#### [TAREFAS]
• 1. De acordo com o texto sobre a política habitacional, em que porcentagem caíram os investimentos públicos em habitação após o golpe parlamentar de 2016?
• 2. Edite o trecho do texto sobre a política habitacional que começa com as palavras que contêm "Entre 2003 e" e termina com "de novas unidades.", trocando "déficit habitacional" por "carência habitacional".
• 3. Dê continuidade ao texto sobre a queda nos investimentos em habitação a partir do ponto em que ele termina.

Em artigo, publicado no site Brasil Debate, mostra que os investimentos públicos em habitação caíram 64% após o golpe parlamentar de 2016.
Essa retirada de recursos ocorreu principalmente na Faixa 1 do programa Minha Casa, Minha Vida. A Faixa 1 abrange a população mais pobre do país, inclusive pessoas em situação de vulnerabilidade social, urbanização de favelas ou mesmo vivendo em áreas de risco. Segundo o IBGE, 11 milhões de pessoas moram em situação subnormal. Veja texto:
Queda nos investimentos públicos faz desandar política habitacional no país
.Por Paula Quental.
Entre 2003 e 2016, o Brasil enfrentou de forma inédita e eficaz seu histórico problema de déficit habitacional, que diz respeito a milhões de famílias residentes em casas muito precárias ou em áreas de risco e ainda às que têm grande parte da renda comprometida com aluguel. Isso foi feito a partir do desenho de uma nova política pública e de dois programas desenvolvidos pelo governo federal com participação de segmentos sociais relacionados à questão da moradia, e cujos recursos estão sendo agora reduzidos, ano a ano. São eles o PAC-UAP, voltado à urbanização de favelas, e o Programa Minha Casa Minha Vida (PMCMV), a partir de 2009, dedicado à construção de novas unidades.

#### [REGISTROS SELECIONADOS]
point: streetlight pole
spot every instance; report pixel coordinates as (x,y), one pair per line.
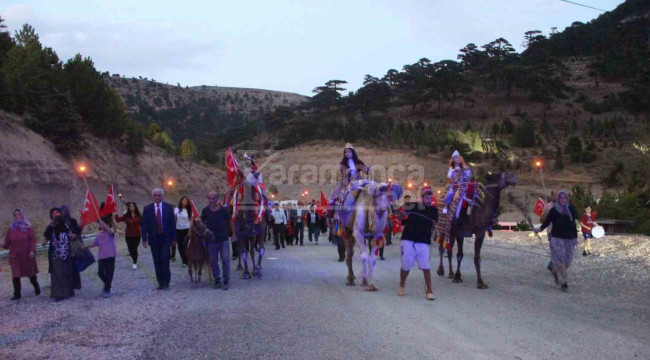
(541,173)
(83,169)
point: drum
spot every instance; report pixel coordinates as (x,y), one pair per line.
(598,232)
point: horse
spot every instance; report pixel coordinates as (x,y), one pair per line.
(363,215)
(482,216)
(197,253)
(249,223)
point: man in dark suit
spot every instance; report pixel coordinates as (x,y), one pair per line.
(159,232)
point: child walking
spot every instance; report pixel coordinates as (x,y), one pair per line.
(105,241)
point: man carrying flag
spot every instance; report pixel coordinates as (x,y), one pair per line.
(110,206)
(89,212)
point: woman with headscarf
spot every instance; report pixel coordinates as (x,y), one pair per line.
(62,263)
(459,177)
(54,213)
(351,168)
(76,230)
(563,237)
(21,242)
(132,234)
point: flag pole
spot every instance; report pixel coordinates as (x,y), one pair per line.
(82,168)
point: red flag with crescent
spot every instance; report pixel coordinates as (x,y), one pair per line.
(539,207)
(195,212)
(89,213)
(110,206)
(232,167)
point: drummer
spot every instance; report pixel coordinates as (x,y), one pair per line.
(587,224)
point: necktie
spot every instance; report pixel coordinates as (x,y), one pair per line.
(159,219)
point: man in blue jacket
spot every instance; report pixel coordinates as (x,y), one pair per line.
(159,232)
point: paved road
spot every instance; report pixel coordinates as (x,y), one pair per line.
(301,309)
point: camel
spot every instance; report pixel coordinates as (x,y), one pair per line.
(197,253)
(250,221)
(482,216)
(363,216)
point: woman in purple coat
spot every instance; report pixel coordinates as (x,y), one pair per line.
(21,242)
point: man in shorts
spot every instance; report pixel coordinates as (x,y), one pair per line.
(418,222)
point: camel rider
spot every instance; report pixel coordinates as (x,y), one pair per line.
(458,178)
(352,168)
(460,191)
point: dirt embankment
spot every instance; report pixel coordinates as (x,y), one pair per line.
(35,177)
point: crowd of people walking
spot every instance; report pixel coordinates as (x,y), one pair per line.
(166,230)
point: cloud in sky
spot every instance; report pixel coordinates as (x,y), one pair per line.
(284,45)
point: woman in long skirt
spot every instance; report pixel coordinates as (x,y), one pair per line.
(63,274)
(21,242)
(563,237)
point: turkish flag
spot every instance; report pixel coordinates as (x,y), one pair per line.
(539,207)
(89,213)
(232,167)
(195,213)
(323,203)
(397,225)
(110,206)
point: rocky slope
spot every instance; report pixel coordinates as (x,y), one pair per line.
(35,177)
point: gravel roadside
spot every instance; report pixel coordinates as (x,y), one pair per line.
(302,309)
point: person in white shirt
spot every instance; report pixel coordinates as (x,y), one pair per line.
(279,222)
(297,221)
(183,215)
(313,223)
---
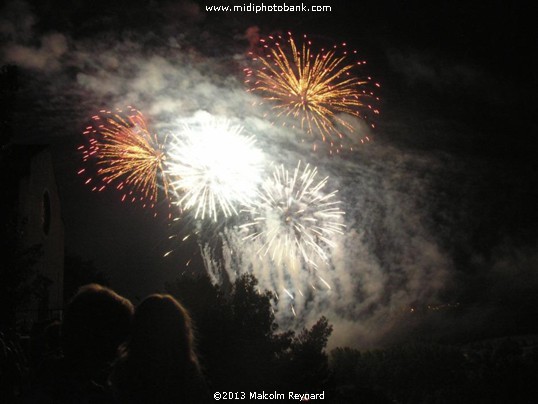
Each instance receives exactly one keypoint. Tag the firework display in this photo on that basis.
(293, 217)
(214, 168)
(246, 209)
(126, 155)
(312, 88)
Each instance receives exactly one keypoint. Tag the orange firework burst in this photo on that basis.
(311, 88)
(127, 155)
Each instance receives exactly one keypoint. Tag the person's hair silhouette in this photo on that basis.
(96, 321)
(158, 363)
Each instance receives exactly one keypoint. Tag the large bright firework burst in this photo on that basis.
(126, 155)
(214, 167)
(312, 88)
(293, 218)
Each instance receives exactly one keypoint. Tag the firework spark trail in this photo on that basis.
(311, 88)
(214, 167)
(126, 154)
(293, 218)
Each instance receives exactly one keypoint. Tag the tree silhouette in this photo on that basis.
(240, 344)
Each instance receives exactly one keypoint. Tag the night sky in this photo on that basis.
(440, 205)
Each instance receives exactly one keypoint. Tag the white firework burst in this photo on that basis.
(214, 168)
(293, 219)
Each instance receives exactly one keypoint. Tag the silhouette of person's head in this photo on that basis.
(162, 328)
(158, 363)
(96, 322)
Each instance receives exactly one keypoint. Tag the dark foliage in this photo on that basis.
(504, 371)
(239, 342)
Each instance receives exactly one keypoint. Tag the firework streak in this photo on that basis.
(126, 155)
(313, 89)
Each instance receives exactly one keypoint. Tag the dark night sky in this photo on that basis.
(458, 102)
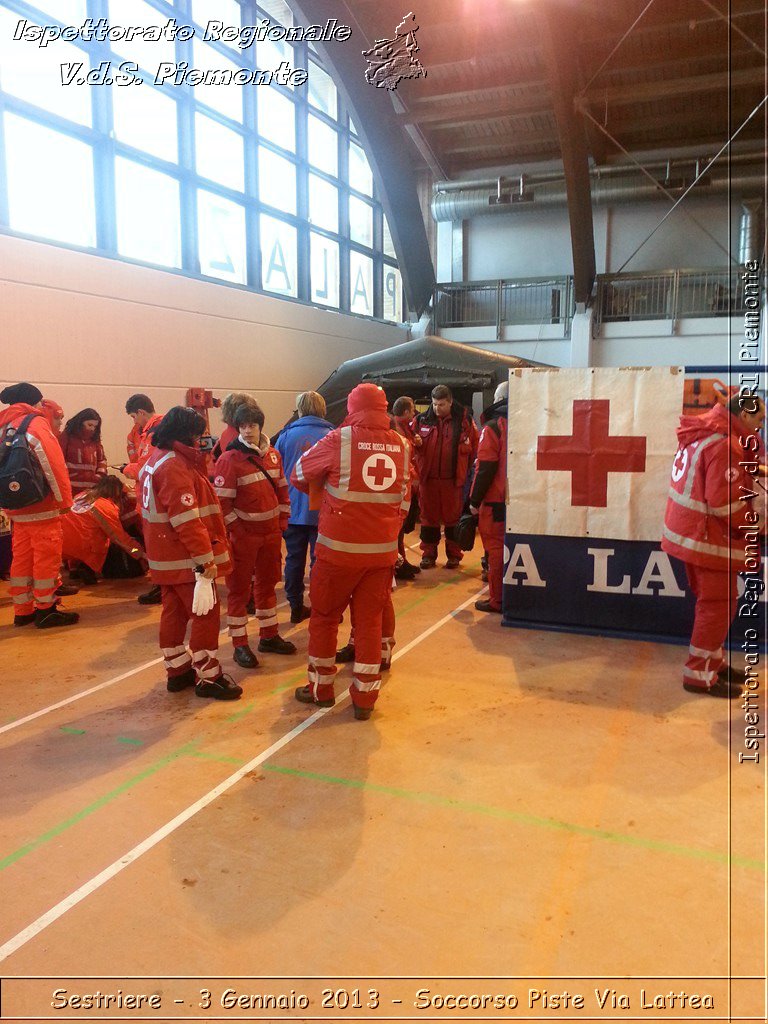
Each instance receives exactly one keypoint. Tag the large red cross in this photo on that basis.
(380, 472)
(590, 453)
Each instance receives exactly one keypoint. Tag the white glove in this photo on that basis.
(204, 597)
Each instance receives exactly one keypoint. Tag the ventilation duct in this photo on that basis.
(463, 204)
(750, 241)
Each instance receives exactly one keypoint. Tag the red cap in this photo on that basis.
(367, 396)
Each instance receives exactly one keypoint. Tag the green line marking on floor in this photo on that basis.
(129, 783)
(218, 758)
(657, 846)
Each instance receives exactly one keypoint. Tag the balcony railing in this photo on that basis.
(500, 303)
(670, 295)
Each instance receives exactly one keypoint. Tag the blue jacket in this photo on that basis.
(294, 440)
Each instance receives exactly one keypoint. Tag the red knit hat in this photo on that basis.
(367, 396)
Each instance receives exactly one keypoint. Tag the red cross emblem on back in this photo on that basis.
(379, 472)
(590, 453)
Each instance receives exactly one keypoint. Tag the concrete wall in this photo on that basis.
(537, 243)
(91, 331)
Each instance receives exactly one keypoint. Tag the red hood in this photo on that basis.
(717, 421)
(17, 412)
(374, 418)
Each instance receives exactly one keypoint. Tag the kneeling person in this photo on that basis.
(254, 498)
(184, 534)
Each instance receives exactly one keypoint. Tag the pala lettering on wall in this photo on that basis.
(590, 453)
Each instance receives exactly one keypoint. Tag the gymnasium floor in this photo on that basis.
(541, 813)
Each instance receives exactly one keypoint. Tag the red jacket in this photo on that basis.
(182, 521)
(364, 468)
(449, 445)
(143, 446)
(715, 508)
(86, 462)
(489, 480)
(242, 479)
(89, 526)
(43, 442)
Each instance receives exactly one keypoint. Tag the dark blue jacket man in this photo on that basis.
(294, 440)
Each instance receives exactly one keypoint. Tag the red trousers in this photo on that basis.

#### [PROBLEMAS RESOLVIDOS]
• 1. Caíram 64%.

• 2.
Entre 2003 e 2016, o Brasil enfrentou de forma inédita e eficaz seu histórico problema de carência habitacional, que diz respeito a milhões de famílias residentes em casas muito precárias ou em áreas de risco e ainda às que têm grande parte da renda comprometida com aluguel. Isso foi feito a partir do desenho de uma nova política pública e de dois programas desenvolvidos pelo governo federal com participação de segmentos sociais relacionados à questão da moradia, e cujos recursos estão sendo agora reduzidos, ano a ano. São eles o PAC-UAP, voltado à urbanização de favelas, e o Programa Minha Casa Minha Vida (PMCMV), a partir de 2009, dedicado à construção de novas unidades.

• 3.
Em apenas oito anos, foram contratados pelo PMCMV em torno de 4,5 milhões de unidades habitacionais, em 96% dos municípios brasileiros. Destas, 3,2 milhões tiveram obras concluídas e entregues, sendo 1,4 milhão destinadas às famílias de menor renda, segundo dados da Consultoria de Orçamento da Câmara dos Deputados. O mais expressivo programa habitacional até então no país tinha sido o BNH (Banco Nacional de Habitação), empresa criada em 1964 e extinta em 1986, que em 20 anos construiu 4,5 milhões de moradias – sem, no entanto, incluir como beneficiária a faixa dos mais pobres, algo novo no país.
Já o PAC-UAP (UAP são as iniciais de urbanização de assentamentos precários), segundo dados do governo federal de 2014, distribuiu em todas as suas fases de desenvolvimento aproximadamente R$ 33 bilhões em urbanização de 3528 empreendimentos, atendendo um universo aproximado de 575 mil famílias. O maior volume de recursos do Programa Minha Casa Minha Vida foi em 2015, quando alcançou R$ 23 bilhões. E o recuo mais forte se deu em 2016, ano do golpe do impeachment, quando seu orçamento ficou em R$ 8,2 bilhões, uma queda de 64% em relação ao ano anterior.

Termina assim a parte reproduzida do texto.